• [EXCERPT TO READ]
+++++
Create an Empty OneNote Document with a Page Title
Aspose.Note for Java supports generating OneNote documents from scratch.
Use this code snippet to create from scratch a new document with a title.
This example works as follows:
- Create an object of the Document class.
- Initialize Page class object by passing the Document class object.
- Set Page title using Page.setTitle() method.
- Call Document class’ appendChildLast method and pass the Page class object.
- Finally, save it by calling the save method of Document class.
The following code snippet shows you how to create an empty OneNote document with a page title.
1// The path to the documents directory.
2String dataDir = Utils.getSharedDataDir(CreateDocWithPageTitle.class);
3
4// Create an object of the Document class
5Document doc = new Document();
6
7// Initialize Page class object
8Page page = new Page(doc);
9
10// Default style for all text in the document.
11ParagraphStyle textStyle = new ParagraphStyle();
12textStyle.setFontColor(Color.BLACK);
13textStyle.setFontName("Arial");
14textStyle.setFontSize(10);
15
16// Set page title properties
17Title title = new Title(doc);
18
19RichText titleText = new RichText(doc);
20titleText.setText("Title text.");
21titleText.setParagraphStyle(textStyle);
22title.setTitleText(titleText);
23
24RichText titleDate = new RichText(doc);
25Calendar cal = Calendar.getInstance();
26cal.set(2018, 04, 03);
27titleDate.setText(cal.getTime().toString());
28titleDate.setParagraphStyle(textStyle);
29title.setTitleDate(titleDate);
30
31RichText titleTime = new RichText(doc);
32titleTime.setText("12:34");
33titleTime.setParagraphStyle(textStyle);
34title.setTitleText(titleTime);
35
36page.setTitle(title);
37
38// Append Page node in the document
39doc.appendChildLast(page);
40
41dataDir = dataDir + "load//CreateDocWithPageTitle_out.one";
42
43// Save OneNote document
44doc.save(dataDir);
Getting File Format Information
Aspose.Note API supports Microsoft OneNote as well as on OneNote online file formats. The lateral has some limitations such as no support for attachments and images in the document is not available. In order to guide the users about these two different types of documents, the API provides the method to determine the file format of the OneNote document so as to know the limitations until these are fully supported.
+++++
• [Object location annotation data]

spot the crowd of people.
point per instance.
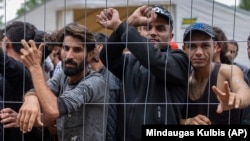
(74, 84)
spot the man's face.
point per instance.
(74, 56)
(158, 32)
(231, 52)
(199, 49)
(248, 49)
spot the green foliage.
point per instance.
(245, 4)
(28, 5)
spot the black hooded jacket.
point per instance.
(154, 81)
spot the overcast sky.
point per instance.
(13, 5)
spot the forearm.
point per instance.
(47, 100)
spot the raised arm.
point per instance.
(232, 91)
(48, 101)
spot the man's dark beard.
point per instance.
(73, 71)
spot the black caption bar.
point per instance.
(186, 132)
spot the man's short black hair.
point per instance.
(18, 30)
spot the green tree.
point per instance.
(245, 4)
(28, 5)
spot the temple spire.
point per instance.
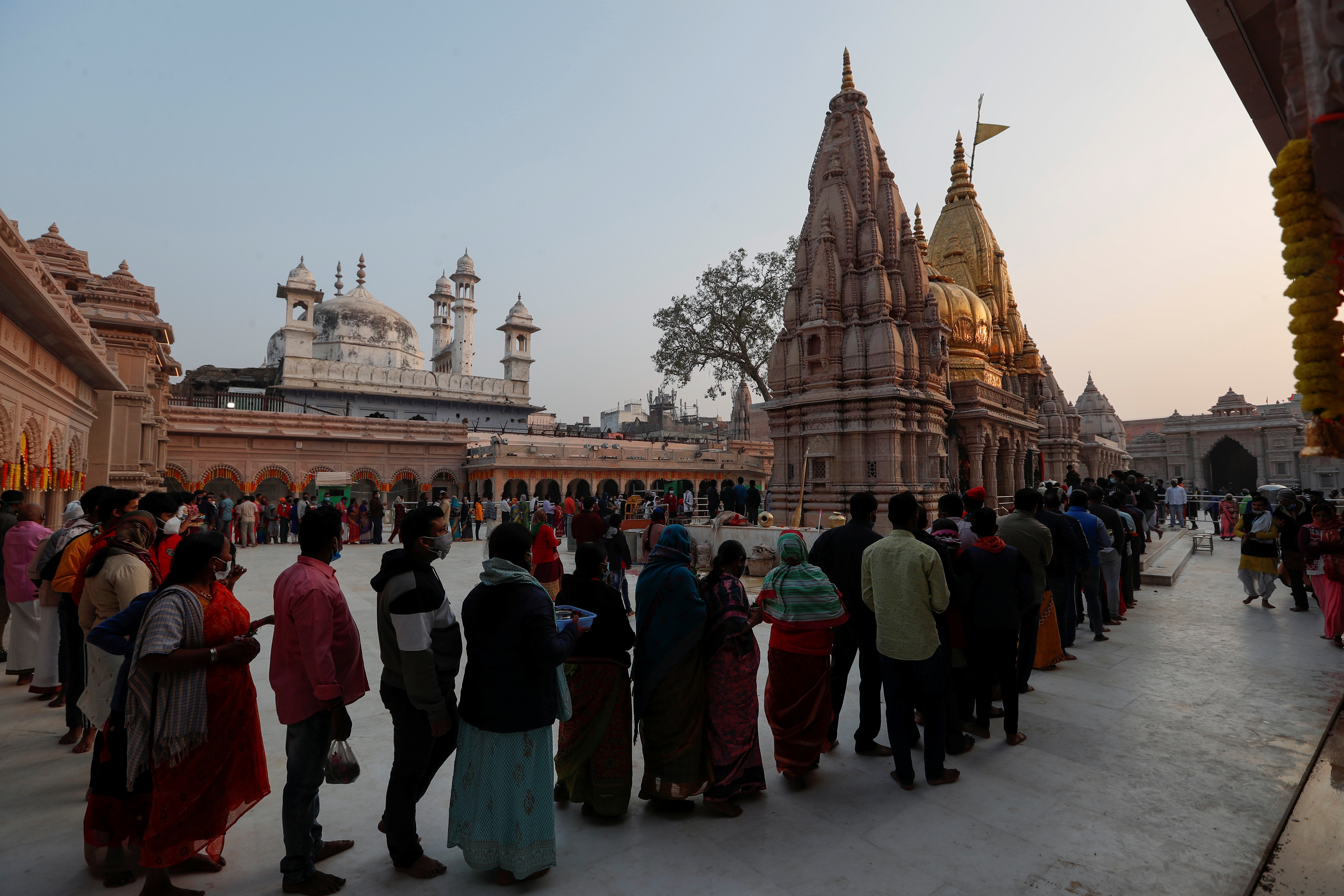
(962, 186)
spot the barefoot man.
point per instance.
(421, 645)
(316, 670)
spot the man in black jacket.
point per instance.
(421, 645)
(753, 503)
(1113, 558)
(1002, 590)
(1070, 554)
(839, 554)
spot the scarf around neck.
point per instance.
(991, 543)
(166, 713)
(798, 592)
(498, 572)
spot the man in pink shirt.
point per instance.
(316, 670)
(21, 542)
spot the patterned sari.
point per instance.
+++++
• [WHAT NEEDS TO BE DONE]
Copy the excerpt on creating a OneNote document from "Use this code" to "Page class object.".

• [ANSWER TO THE PROBLEM]
Use this code snippet to create from scratch a new document with a title.
This example works as follows:
- Create an object of the Document class.
- Initialize Page class object by passing the Document class object.
- Set Page title using Page.setTitle() method.
- Call Document class’ appendChildLast method and pass the Page class object.